Short exercise: Output the material below word for word, keeping every line unchanged.

The input:
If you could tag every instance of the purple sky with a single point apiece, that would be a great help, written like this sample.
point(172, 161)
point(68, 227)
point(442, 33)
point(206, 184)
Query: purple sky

Reply:
If you could tag every instance of the purple sky with a single point apiece, that would be a great help, written like this sample.
point(172, 161)
point(68, 227)
point(442, 33)
point(206, 184)
Query: purple sky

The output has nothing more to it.